Bounding box annotation records:
—————
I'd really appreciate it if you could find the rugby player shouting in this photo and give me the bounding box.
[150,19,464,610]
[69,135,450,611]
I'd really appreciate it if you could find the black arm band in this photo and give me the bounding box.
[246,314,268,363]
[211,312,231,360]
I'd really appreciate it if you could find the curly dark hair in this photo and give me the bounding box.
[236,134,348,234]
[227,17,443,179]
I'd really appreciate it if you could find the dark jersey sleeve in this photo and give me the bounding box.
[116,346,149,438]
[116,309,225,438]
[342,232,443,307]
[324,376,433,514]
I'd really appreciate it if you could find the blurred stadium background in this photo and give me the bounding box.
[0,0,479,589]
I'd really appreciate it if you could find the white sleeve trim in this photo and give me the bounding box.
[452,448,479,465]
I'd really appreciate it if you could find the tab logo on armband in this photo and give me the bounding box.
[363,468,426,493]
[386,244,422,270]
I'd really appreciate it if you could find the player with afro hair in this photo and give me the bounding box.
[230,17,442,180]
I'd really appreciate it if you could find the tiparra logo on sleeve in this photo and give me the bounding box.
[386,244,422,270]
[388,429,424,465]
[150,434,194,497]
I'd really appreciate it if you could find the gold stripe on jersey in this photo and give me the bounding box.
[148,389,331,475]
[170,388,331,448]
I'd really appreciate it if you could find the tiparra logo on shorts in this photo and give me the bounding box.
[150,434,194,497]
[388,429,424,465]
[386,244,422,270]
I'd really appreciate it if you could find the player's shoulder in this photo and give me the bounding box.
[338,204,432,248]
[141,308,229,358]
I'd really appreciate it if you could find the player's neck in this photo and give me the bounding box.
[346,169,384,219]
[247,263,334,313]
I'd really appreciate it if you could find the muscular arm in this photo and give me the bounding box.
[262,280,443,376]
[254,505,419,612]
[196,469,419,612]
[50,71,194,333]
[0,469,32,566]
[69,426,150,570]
—————
### Exercise directions
Please write out the records again, from the line containing "I'd really appreciate it if you could find the player's shoulder" through the end of the records, switching "player's" to "athlete's" and leaving everything else unchanged.

### Answer
I'd really appreciate it if you could find the athlete's shoulder in this photo and give me the bounding box.
[338,204,432,248]
[141,308,229,358]
I'd really appreciate it if you could find the athlete's neck in this photo and give me the bounding box.
[346,169,384,219]
[247,263,334,313]
I'd really appreciate it if you could find the muscular arm in this photo and give me the bounding box.
[262,280,443,376]
[254,505,419,612]
[196,469,419,612]
[50,71,194,333]
[0,469,32,566]
[69,426,150,570]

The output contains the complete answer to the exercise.